ページ>
_ _ _

米沢さんの回転からは力任せな様子や無理矢理感は皆無で、
観ているこちらまでが一緒に楽しんでしまうほど余裕たっぷりです。
千野円句 with スタニスラヴァ・ポストノーヴァ(ボリショイ劇場バレエ)
『ジゼル』第2幕より パ・ド・ドゥ
振付:J. コラーリ/J. ペロー/M. プティパ
千野さんは長身でスタイル宜しく、ポストノーヴァは無機質過ぎて(失礼)精霊には見えなかったものの
小さな頭に小柄で華奢な体型に衣装が似合っていました。
両手を前に掲げた、占い師のようなプロフィール写真はインパクト強し。
このパ・ド・ドゥは抜粋での上演において全幕の世界を観ているかのような気持ちにさせるのはただでさえ難しく
十字架の装置があるだけでも雰囲気は随分と高まったのではと思います。
伊勢田由香 (ペンシルベニア・バレエ) with エドガー・チャン(フリー/元バレエカルメン・ロッチェ)
『海賊』より 寝室のパ・ド・ドゥ
振付:A. コレーラ
今回かなり心に迫った作品の1本。伊勢田さんは小柄でありながら身体を大きく見せる術に長けていて
体幹も強く、リフトされたときを含めポーズ1つ1つが非常に伸びやか。
壮大な音楽にも負けぬ、生命力溢れて高揚感のある且つコントロールの効いた踊りは
観ていて爽快な気分になりました。チャンさんに安心して身を委ねていた姿から、信頼関係も強固と見受けます。
小笠原由紀 with ルスラン・サブデノフ (トゥールーズ・キャピトル・バレエ団)
『ノクターン』
振付:A. ミロシニシェンコ
今回の作品で唯一録音音源で衣装は女性はレオタード、男性は下着1枚で至ってシンプル。
その分、絡み合う身体の線や動きの面白さ、可動域の深まりがよく見え
しっとりとした音楽と溶け合っていてもう少し長く観てみたいと思わせました。
小笠原さんは2013年のアステラスにも登場し『海賊』を披露。
当時はドレスデン・ゼンパーオーパー・バレエ団在籍で今年2018年よりトゥールーズに移籍されたそうです。
高田 茜 &平野亮一(英国ロイヤル・バレエ)
『ジュビリー・パ・ド・ドゥ』
振付:L. スカーレット
作品としてはこの日の白眉。エリザベス女王の即位60周年を記念して振付けられた作品で
音楽はグラズノフ『ライモンダ』よりマズルカ。『眠れる森の美女』は別としてマズルカといえば
『ライモンダ』であれ『白鳥の湖』であれ裾の長い衣装で踊る民族舞踊の印象が強く
どんな趣きある作品かと楽しみでしたが
マズルカの緩急ある曲調にぴたりと嵌った実に格調高い男女のパ・ド・ドゥで
スカーレットはよくぞ作ってくださった、そして高田さん平野さんの日本での披露決意に感激。

_ _ _

与えられた情報>

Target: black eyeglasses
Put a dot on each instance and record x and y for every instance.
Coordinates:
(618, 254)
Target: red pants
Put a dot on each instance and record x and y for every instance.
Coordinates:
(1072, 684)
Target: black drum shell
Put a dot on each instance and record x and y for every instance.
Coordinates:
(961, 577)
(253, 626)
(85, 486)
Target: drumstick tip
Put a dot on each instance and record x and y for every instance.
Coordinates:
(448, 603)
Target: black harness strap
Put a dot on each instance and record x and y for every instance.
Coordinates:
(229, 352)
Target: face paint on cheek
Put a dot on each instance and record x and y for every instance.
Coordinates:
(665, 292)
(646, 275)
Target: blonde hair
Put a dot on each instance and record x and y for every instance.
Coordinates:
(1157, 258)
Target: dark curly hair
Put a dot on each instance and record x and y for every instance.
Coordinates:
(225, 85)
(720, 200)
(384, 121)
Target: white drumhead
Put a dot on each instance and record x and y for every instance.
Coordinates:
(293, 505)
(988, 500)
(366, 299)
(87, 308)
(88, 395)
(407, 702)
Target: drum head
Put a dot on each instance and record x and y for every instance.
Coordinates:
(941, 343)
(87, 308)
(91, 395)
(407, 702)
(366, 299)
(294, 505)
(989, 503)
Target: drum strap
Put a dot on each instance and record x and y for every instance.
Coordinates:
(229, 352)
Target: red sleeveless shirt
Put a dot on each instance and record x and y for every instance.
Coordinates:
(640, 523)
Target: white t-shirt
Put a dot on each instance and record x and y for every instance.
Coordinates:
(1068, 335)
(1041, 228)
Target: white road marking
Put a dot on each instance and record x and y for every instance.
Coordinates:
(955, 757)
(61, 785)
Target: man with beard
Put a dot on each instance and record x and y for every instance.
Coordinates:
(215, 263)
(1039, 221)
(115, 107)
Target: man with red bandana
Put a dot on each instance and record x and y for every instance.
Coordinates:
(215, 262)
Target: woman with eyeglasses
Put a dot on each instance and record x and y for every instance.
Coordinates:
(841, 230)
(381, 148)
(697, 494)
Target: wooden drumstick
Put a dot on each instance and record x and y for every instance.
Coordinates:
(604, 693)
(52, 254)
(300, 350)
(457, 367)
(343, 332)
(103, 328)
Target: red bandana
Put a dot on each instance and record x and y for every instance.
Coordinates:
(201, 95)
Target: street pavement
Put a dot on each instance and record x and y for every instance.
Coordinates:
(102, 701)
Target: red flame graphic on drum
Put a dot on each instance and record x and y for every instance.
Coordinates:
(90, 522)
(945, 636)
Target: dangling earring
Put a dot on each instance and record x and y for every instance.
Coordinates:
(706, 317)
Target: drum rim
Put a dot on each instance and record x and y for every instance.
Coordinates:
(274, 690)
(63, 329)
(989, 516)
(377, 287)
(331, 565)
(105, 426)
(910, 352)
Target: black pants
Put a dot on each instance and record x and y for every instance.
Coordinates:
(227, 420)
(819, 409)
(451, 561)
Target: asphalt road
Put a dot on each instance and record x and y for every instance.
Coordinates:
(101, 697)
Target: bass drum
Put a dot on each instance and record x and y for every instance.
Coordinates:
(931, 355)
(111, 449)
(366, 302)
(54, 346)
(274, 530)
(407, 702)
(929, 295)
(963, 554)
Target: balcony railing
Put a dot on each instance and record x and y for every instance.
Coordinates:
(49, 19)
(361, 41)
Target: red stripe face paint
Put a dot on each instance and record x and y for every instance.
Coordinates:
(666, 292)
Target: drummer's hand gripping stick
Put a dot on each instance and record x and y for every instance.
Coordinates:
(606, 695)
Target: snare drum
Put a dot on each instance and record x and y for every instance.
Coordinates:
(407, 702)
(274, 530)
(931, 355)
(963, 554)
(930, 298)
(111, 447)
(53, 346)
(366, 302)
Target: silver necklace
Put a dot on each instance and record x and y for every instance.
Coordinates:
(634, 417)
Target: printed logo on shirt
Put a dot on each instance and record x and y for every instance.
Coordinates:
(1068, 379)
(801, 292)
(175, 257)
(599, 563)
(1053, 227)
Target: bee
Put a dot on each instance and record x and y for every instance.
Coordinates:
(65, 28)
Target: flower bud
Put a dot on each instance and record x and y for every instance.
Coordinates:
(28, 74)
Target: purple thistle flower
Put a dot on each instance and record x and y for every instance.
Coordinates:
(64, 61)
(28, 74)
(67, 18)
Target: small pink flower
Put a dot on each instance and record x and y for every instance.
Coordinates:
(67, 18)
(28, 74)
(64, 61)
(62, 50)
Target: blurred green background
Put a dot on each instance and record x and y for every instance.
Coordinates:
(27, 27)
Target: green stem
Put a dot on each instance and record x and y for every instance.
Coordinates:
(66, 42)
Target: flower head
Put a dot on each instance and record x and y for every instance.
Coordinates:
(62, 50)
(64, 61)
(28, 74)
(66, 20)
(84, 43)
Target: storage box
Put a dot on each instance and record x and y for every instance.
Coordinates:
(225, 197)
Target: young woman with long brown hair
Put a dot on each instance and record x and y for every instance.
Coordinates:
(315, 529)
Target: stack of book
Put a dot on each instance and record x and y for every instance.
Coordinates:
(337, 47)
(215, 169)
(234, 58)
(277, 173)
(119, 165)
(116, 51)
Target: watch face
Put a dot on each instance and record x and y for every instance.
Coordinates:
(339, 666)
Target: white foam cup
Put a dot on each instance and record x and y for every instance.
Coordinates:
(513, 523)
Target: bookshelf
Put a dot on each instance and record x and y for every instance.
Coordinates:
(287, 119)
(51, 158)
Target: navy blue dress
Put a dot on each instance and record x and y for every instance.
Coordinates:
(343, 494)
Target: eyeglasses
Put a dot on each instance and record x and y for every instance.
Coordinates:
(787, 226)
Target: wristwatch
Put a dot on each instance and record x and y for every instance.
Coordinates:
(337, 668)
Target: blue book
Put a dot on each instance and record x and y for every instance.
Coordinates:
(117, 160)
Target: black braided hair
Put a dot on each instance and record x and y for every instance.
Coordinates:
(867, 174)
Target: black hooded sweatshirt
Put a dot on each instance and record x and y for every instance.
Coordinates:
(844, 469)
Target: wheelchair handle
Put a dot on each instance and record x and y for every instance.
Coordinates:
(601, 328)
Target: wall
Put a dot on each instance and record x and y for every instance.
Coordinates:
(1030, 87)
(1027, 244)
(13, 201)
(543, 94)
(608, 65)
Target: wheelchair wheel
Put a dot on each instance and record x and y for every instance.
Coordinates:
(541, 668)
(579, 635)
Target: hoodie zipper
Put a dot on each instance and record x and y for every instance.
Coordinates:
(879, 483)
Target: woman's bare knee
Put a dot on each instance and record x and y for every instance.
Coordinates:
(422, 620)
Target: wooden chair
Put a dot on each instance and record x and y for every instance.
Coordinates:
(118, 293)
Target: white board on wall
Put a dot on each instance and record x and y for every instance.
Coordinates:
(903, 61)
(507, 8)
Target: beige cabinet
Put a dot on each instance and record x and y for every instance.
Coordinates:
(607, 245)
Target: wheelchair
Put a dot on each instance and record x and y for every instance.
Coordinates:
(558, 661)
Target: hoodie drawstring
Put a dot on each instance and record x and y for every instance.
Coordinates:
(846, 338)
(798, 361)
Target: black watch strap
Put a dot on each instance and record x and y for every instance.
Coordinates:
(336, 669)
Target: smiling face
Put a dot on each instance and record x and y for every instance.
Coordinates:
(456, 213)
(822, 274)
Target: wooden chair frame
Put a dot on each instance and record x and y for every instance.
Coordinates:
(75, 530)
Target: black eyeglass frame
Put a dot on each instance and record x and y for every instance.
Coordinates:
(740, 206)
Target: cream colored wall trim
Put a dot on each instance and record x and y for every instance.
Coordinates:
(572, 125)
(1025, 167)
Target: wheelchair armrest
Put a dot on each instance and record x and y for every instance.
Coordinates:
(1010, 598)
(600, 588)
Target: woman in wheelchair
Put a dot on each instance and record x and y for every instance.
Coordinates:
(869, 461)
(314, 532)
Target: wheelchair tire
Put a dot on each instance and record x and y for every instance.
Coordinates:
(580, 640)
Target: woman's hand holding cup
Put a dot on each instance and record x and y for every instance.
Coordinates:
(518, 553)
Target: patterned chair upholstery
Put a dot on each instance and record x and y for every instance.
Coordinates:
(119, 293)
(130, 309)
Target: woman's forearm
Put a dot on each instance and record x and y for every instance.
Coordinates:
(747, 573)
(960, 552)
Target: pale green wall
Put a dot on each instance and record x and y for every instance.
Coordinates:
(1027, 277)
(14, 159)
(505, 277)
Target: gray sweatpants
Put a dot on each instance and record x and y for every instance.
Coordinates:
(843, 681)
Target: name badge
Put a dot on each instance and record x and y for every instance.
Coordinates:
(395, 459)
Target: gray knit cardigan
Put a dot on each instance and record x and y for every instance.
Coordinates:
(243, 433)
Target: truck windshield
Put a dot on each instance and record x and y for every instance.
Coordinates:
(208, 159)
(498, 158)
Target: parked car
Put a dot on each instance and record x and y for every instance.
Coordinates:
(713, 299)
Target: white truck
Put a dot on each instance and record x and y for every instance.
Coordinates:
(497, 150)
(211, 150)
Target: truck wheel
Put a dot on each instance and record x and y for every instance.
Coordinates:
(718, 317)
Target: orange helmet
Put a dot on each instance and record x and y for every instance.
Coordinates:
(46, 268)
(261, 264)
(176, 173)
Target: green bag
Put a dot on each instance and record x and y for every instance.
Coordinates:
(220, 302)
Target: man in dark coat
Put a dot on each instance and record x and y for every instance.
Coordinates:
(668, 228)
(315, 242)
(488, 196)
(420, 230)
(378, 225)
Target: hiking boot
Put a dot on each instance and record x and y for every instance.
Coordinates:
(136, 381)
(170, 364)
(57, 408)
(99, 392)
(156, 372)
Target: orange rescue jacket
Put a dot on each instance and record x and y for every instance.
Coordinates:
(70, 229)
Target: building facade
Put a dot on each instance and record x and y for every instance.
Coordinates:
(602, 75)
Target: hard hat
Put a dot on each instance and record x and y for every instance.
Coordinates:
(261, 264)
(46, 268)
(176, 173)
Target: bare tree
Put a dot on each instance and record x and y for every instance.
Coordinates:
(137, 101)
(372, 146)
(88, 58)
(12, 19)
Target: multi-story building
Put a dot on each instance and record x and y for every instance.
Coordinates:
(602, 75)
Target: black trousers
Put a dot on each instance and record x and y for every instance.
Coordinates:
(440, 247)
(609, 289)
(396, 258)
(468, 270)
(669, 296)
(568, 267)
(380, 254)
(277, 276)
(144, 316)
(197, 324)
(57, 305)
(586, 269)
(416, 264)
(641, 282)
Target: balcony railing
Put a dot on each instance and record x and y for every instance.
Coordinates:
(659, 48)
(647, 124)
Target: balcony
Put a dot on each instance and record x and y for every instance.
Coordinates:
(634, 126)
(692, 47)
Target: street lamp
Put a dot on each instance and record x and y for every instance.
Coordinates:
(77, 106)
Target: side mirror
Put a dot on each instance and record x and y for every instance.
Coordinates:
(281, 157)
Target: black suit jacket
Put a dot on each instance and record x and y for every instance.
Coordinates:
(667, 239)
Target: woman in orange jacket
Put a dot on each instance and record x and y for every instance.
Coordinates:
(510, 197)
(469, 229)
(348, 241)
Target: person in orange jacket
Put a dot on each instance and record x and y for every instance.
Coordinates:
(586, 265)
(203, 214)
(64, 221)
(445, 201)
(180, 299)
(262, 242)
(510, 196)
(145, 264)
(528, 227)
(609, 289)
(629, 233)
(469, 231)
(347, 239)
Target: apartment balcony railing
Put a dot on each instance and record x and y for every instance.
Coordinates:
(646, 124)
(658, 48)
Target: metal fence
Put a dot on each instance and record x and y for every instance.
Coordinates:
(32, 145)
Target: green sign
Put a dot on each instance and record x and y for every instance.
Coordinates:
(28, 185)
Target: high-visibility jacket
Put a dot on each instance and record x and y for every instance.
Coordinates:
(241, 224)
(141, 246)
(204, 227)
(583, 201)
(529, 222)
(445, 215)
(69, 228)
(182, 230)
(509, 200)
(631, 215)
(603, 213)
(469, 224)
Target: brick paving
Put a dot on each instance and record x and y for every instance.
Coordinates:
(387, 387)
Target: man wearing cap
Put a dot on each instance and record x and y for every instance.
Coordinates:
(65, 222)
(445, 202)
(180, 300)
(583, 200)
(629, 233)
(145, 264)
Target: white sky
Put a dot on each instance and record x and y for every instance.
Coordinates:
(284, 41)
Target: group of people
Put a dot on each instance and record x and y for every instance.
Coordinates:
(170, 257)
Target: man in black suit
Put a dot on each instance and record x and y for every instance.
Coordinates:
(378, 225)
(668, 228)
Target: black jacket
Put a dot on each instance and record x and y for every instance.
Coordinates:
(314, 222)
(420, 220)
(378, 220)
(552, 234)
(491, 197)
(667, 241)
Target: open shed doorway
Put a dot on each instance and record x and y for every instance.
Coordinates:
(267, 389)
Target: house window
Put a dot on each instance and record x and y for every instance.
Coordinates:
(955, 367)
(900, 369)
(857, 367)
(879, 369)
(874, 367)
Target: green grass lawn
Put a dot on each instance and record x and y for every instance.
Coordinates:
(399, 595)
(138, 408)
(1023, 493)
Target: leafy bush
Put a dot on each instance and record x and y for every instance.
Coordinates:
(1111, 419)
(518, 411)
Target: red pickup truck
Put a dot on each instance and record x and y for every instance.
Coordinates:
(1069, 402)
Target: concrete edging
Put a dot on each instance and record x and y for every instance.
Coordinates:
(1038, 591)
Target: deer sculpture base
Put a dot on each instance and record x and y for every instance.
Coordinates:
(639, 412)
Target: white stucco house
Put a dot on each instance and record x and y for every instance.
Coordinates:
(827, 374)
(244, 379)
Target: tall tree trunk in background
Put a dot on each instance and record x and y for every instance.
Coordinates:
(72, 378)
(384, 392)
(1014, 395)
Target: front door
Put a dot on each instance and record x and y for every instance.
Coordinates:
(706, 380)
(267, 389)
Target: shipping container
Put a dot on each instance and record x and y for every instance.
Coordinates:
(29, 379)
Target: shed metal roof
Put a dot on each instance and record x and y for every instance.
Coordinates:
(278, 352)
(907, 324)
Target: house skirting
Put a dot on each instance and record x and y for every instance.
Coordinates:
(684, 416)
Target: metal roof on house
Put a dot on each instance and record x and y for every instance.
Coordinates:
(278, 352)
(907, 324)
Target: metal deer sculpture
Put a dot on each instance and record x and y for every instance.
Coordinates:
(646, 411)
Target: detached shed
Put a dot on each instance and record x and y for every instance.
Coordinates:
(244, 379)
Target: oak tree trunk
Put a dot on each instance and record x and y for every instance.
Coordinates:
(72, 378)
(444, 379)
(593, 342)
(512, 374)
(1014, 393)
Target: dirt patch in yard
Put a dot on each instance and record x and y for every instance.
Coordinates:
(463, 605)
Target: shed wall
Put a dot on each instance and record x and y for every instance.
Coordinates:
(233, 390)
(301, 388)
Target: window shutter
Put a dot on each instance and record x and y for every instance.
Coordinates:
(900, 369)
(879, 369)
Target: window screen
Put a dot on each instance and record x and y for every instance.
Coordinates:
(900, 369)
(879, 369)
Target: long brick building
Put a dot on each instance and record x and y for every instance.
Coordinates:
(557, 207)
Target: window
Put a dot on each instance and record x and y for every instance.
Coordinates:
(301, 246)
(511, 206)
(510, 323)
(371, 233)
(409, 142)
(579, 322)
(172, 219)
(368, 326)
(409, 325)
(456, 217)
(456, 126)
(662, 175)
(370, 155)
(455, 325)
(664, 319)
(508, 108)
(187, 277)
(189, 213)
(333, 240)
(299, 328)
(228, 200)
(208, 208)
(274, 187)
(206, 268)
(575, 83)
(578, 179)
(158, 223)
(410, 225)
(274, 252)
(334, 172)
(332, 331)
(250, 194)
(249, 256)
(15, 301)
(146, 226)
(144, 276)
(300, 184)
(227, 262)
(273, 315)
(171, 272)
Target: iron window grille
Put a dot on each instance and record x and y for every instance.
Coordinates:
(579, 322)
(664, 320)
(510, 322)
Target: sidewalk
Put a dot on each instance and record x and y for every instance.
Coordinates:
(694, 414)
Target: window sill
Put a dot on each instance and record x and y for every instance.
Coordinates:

_ _ _

取り組む課題>
a - バレエ公演評によると、『ジュビリー・パ・ド・ドゥ』は何を記念して振付けられた作品か。
b - バレエ公演評の最後の文に続く部分を書け。
資料は使わなくてよい。

課題の解答>
a - エリザベス女王の即位60周年。

b -
衣装がまたセンス良く男女とも紺色で、女性のチュチュと頭のシニヨンの上側に散りばめられた
ラインストーンがお洒落。シック且つ豪華なデザインです。
お2人ともお顔を認識しながら舞台で鑑賞するのは初。高田さんは個性が強いお顔で役を選ぶかもしれませんが
盤石な技術の持ち主で、テクニックが凝縮したクラシカルなパ・ド・ドゥはいたく似合うと見受けます。
存在感やオーラも他の出演者より頭1つ抜けていて、自身が座っている席が4階から3階に移動したかと錯覚したほど。
大トリに相応しい、大変華やかで高貴さのあるパ・ド・ドゥでした。大満足。
『ドン・キホーテ』、『海賊』、『エスメラルダ』、『ディアナとアクティオン』といった
超絶技巧系の古典演目が多過ぎていた前回に比べ古典と現代物のバランスも良く
クラシカルな作品であってもバレエ団独自の作品の披露が目立ったのは嬉しいこと。
上演順も工夫がなされ、やや長めのコンテンポラリーの後にぱっと明るくなる賑やかな古典のパ・ド・ドゥを入れての
メリハリのある構成や、明らかに他の演目を選ぶべきであったと感じるプログラムは無く
どのダンサーも自信を持って披露できる作品を選び抜いていた点も好印象。
更に、長年バレエのガラでのオープニングで聴けることを願っていた
チャイコフスキーのオペラ『エフゲニー・オネーギン』ポロネーズによる予期せぬ開幕に胸が高鳴り
予備知識無しで臨んだ『ジュビリー・パ・ド・ドゥ』は『ライモンダ』のマズルカ
そしてフィナーレは予定変更して昨年と同じく『バレエの情景』よりポロネーズで2曲続けてグラズノフ、と
好みで凝縮された公演でこれまでの2012年、2013年、2017年のアステラス鑑賞以上に堪能できました。
世界各地で活躍している日本のダンサーにお目にかかれる貴重な機会であり、次回の開催も楽しみです。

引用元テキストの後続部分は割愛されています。